## START

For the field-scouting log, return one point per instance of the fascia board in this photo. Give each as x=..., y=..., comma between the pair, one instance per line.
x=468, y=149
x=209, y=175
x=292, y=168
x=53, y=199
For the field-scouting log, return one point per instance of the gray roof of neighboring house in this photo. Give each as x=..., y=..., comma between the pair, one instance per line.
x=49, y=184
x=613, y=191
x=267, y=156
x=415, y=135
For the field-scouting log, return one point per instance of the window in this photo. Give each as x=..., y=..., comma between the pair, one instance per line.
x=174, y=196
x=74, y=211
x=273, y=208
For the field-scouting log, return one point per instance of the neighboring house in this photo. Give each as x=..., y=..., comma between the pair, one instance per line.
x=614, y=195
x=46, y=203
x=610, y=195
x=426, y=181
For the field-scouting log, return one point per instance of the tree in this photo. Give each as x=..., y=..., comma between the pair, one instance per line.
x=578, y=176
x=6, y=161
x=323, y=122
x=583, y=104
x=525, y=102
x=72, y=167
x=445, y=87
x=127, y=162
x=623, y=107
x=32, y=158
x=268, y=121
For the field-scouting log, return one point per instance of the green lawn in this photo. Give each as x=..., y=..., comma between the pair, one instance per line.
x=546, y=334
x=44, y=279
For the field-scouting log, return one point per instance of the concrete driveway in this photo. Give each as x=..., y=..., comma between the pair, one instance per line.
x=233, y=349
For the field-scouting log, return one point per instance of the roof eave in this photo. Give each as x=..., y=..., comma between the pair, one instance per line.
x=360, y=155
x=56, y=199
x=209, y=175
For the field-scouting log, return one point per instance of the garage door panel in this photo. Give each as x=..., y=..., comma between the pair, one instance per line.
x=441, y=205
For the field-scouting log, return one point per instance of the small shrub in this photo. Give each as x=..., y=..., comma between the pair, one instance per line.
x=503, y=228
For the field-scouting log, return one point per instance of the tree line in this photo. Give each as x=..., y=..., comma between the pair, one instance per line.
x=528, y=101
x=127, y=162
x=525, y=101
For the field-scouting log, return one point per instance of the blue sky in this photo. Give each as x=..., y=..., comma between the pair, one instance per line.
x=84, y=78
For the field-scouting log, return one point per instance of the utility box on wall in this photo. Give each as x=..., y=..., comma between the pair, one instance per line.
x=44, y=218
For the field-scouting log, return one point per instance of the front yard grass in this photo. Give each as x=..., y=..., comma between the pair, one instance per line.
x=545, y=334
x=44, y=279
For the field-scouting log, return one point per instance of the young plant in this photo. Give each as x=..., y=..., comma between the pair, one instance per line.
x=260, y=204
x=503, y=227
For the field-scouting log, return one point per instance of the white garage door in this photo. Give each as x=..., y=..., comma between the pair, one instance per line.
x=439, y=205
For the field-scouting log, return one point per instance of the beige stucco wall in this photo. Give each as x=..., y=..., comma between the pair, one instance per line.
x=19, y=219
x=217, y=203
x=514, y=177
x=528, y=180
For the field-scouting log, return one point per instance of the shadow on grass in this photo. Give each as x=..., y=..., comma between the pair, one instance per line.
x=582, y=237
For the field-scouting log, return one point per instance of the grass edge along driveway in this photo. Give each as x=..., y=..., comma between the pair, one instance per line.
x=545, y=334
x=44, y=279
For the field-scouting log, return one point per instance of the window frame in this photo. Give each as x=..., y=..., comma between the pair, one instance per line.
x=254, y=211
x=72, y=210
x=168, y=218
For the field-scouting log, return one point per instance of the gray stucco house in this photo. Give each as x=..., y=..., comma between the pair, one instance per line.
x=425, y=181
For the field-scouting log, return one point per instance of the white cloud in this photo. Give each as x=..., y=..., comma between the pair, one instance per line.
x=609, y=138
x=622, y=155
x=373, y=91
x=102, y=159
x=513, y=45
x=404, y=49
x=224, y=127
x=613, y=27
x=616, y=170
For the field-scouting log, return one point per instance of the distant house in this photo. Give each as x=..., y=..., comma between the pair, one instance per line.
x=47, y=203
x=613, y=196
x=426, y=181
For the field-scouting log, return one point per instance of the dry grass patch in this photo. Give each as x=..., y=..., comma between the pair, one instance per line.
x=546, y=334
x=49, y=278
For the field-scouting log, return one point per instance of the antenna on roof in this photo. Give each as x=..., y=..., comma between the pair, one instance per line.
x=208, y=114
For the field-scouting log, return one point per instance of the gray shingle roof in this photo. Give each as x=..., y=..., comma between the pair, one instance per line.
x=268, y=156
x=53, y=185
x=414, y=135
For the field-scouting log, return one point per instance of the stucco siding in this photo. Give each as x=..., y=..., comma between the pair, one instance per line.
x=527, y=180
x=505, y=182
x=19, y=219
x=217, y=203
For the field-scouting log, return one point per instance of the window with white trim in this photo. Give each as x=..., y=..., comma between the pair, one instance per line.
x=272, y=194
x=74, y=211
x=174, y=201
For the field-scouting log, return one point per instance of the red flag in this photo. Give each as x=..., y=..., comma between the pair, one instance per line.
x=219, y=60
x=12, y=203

## END

## REQUIRED TASK
Starting with the line that contains "of the stucco", repeat each line through the last one exactly as it appears. Include both ends and nothing more.

## EXERCISE OUTPUT
For the field-scouting log, return one point per instance of the stucco siding in this photo. Give each as x=..., y=..., comma between the pair, one instance per line.
x=527, y=180
x=505, y=182
x=19, y=219
x=217, y=203
For the field-scouting log, return one point per instance of the window with white trim in this photo. Give each as x=..., y=..., comma between the pair, one instance per line.
x=272, y=194
x=74, y=211
x=174, y=201
For the field-scouting log, return one point per instance of the red flag in this photo. Give each as x=..., y=..., comma between the pair, one instance per line.
x=219, y=60
x=12, y=203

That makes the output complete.